:: Предложенный отрывок ::
========
Икона Христа - [74]

Шрифт
Интервал

Что предчувствуется во всех религиях, что практикуется в них искаженно или ясно, находит свое непредчувствованное исполнение в одном человеческой лике. Лицо, глаза, голос, общий облик человека, Богочеловека, — все это стало (как мы веруем, не будучи в состоянии понять) наисобственным Словом Божием, Его личным контуром, Его обликом.

Как мы видели, раннехристианское искусство постоянно размышляло над тайной Богочеловечества. Великолепное развитие византийского искусства по завершении иконоборческого периода (843 г.) представляет собой, в плане истории искусства, уникальное слияние высокого расцвета живописи и религиозной выразительной мощи. Вплоть до живописной техники, вплоть до стилистических и выразительных средств восточноцерковное искусство есть ставшее образом умозрение Божественного в человеке и человеческого в Боге[608].
========
:: Исходные данные ::

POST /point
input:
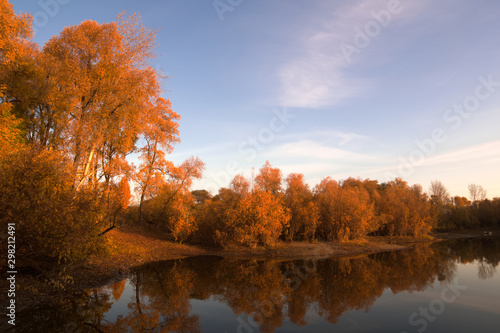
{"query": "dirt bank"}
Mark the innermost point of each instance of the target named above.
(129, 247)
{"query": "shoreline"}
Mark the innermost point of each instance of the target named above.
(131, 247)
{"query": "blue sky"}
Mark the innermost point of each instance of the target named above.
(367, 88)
========
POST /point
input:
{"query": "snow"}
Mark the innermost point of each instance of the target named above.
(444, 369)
========
:: Задача ::
Приведите часть отрывка об иконе Христа, начиная с «Икона Христа - [74]» и продолжая до «человеческого в Боге[608].» включительно, заменив «Богочеловечества» на «Боговоплощения».

:: Письменный ответ ::
Икона Христа - [74]

Шрифт
Интервал

Что предчувствуется во всех религиях, что практикуется в них искаженно или ясно, находит свое непредчувствованное исполнение в одном человеческой лике. Лицо, глаза, голос, общий облик человека, Богочеловека, — все это стало (как мы веруем, не будучи в состоянии понять) наисобственным Словом Божием, Его личным контуром, Его обликом.

Как мы видели, раннехристианское искусство постоянно размышляло над тайной Боговоплощения. Великолепное развитие византийского искусства по завершении иконоборческого периода (843 г.) представляет собой, в плане истории искусства, уникальное слияние высокого расцвета живописи и религиозной выразительной мощи. Вплоть до живописной техники, вплоть до стилистических и выразительных средств восточноцерковное искусство есть ставшее образом умозрение Божественного в человеке и человеческого в Боге[608].